THE REQUEST: Collect and copy every line of the entries below that contains the word "cardigan", treating uppercase and lowercase as different.

AVAILABLE DATA:
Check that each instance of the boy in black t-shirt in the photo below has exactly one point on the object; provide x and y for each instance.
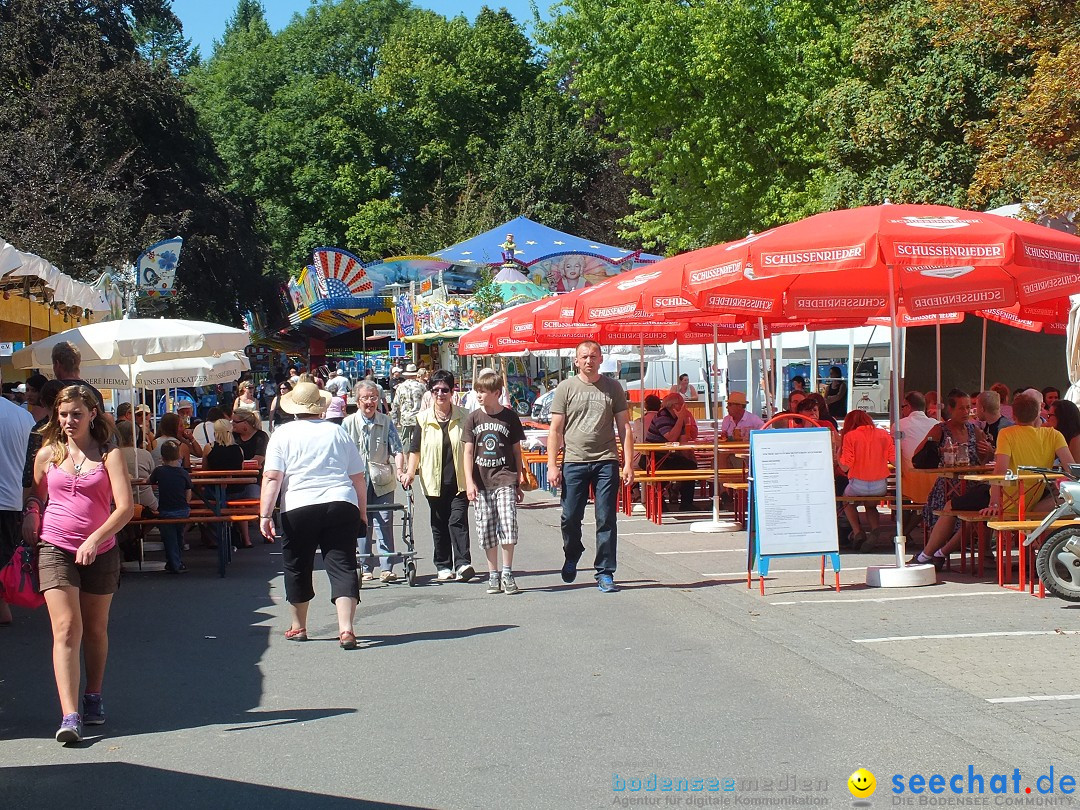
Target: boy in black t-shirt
(493, 460)
(174, 496)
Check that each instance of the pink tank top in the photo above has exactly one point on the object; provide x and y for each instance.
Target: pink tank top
(78, 505)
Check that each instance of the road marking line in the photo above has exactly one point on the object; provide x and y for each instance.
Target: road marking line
(782, 570)
(650, 534)
(971, 635)
(895, 598)
(703, 551)
(1033, 698)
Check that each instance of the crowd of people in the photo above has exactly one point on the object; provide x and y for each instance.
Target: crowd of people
(329, 478)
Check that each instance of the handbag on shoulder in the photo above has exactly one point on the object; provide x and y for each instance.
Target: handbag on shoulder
(530, 482)
(18, 579)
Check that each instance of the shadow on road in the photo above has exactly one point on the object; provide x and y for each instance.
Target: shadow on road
(120, 784)
(433, 635)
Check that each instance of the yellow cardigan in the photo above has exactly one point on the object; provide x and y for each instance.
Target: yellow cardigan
(430, 470)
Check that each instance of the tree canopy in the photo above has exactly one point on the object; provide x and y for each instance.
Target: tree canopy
(95, 171)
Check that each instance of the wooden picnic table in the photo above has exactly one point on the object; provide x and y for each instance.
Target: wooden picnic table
(213, 489)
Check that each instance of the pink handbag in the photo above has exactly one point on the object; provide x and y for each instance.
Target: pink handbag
(18, 579)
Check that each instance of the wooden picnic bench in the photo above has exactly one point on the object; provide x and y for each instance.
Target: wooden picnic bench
(1010, 530)
(974, 538)
(652, 485)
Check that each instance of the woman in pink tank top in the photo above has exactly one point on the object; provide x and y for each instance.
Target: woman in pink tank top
(80, 498)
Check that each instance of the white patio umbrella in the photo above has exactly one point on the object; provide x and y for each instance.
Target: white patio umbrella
(135, 339)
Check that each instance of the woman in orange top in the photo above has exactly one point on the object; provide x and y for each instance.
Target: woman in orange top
(865, 455)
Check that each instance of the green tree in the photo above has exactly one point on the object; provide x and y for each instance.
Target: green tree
(712, 103)
(1028, 147)
(487, 298)
(93, 172)
(447, 90)
(900, 130)
(159, 37)
(551, 166)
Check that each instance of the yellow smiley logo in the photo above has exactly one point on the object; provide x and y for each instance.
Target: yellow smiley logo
(862, 783)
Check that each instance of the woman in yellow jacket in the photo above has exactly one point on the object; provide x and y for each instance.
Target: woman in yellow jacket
(436, 450)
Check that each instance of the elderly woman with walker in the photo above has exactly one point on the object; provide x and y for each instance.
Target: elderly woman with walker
(379, 445)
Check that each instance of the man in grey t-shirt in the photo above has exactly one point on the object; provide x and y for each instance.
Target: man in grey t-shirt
(585, 413)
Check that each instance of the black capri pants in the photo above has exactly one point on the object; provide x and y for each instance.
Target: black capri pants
(331, 527)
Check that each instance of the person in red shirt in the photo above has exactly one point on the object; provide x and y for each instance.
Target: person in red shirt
(865, 455)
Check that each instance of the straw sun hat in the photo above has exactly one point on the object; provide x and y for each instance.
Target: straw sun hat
(306, 397)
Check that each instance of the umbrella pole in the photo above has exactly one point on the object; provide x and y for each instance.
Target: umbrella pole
(640, 377)
(851, 366)
(982, 367)
(937, 382)
(899, 576)
(766, 363)
(715, 525)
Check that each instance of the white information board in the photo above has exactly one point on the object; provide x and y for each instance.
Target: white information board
(794, 491)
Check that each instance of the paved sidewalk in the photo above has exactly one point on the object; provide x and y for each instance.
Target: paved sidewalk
(460, 699)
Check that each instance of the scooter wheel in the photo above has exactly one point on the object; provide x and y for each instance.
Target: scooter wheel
(1057, 567)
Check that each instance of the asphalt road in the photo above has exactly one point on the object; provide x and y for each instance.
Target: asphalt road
(557, 697)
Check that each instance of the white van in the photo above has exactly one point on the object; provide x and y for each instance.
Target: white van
(660, 376)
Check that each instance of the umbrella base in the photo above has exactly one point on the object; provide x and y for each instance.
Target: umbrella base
(908, 576)
(713, 527)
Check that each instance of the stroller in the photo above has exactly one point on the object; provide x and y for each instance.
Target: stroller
(408, 554)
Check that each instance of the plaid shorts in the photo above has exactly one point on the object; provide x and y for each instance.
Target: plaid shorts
(496, 512)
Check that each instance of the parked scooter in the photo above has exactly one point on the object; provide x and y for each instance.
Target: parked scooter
(1057, 562)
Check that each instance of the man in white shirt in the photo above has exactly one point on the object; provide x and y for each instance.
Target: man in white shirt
(739, 417)
(338, 385)
(914, 423)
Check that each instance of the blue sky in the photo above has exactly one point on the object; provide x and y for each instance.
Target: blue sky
(204, 19)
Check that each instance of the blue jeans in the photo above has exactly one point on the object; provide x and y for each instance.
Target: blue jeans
(604, 478)
(172, 537)
(380, 530)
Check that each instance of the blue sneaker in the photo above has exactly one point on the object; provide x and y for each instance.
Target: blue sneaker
(70, 730)
(93, 712)
(569, 570)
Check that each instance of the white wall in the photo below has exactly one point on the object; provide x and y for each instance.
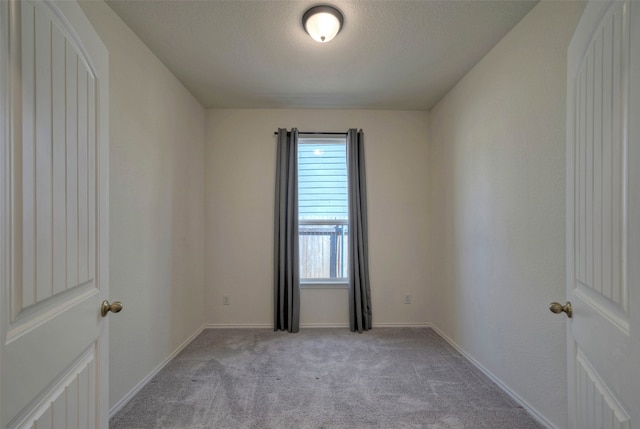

SOLUTION TO THIS EXERCISE:
Check that each instance of the yellow cardigan in the photo above has exactly one point on the object; provide x and y for each instance.
Target: yellow cardigan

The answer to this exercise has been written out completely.